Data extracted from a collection

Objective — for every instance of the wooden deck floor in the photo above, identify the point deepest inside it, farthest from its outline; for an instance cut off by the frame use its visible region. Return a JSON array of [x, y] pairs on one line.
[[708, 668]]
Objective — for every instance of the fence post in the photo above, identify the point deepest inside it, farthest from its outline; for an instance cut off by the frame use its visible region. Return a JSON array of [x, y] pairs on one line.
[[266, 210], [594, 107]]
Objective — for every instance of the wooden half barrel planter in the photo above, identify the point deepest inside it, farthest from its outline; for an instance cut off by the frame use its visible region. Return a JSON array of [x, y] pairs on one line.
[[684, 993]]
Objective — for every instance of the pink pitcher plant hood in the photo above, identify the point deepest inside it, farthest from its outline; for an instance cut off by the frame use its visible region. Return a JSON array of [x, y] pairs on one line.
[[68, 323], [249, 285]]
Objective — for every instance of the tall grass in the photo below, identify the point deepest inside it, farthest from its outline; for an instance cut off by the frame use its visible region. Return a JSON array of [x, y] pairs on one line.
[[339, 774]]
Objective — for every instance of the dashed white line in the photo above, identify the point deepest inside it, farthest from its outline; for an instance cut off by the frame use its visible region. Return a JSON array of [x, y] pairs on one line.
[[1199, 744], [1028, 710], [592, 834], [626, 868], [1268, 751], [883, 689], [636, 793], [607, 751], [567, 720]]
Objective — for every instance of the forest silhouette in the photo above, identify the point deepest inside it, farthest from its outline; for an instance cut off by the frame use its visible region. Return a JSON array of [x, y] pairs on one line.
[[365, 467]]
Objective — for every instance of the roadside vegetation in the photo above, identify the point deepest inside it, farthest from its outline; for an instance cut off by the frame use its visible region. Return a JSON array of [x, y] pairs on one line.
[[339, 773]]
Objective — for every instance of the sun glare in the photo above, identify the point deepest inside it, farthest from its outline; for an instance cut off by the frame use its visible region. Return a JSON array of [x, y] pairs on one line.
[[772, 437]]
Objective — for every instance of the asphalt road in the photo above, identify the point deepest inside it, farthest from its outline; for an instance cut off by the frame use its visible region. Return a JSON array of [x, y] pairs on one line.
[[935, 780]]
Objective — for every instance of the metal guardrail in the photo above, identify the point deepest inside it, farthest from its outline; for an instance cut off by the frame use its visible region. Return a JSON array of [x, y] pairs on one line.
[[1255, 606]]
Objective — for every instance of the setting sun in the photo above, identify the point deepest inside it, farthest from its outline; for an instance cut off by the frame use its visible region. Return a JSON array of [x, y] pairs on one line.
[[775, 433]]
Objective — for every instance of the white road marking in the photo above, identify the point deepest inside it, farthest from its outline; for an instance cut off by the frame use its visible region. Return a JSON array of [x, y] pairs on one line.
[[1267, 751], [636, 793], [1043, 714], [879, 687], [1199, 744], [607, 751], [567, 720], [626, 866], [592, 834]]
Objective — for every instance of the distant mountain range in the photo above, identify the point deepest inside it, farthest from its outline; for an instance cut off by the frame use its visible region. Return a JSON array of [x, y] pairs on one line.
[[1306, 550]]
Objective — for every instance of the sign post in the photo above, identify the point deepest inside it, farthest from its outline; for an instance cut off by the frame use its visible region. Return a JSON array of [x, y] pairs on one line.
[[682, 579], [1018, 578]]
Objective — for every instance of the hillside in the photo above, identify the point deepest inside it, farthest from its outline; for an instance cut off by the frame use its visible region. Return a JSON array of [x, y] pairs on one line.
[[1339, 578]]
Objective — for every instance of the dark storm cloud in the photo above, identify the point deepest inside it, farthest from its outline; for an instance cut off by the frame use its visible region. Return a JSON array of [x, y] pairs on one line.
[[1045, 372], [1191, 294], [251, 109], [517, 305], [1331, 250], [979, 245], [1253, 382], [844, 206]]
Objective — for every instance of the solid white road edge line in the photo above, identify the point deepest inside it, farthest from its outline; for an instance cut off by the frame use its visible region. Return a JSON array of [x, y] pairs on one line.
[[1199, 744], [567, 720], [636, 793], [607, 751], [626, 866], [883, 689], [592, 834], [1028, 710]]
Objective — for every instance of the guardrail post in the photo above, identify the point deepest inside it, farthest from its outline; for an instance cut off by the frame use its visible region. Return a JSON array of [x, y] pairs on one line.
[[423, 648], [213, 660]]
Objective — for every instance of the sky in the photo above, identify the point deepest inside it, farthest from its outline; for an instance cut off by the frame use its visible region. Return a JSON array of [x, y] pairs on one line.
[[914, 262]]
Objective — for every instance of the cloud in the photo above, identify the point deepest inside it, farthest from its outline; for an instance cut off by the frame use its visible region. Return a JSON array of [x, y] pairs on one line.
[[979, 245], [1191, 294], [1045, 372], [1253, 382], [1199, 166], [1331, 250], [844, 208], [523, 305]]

= Brief =
Reproduce every line of the material above from the line with "Objective — for every instance of the white" to the line with "866], [592, 834]]", both included, and offset each coordinate in the answers by adding 6.

= Solution =
Objective — for every instance of the white road marking in the photo above, identify the point deepest inside it, farthest from its outline; for an instance cut off by the frame use its visible region. Return a JSON array of [x, y] pairs on one line.
[[1273, 757], [642, 799], [1049, 720], [885, 693], [1205, 750], [613, 757], [573, 726], [632, 872], [598, 840]]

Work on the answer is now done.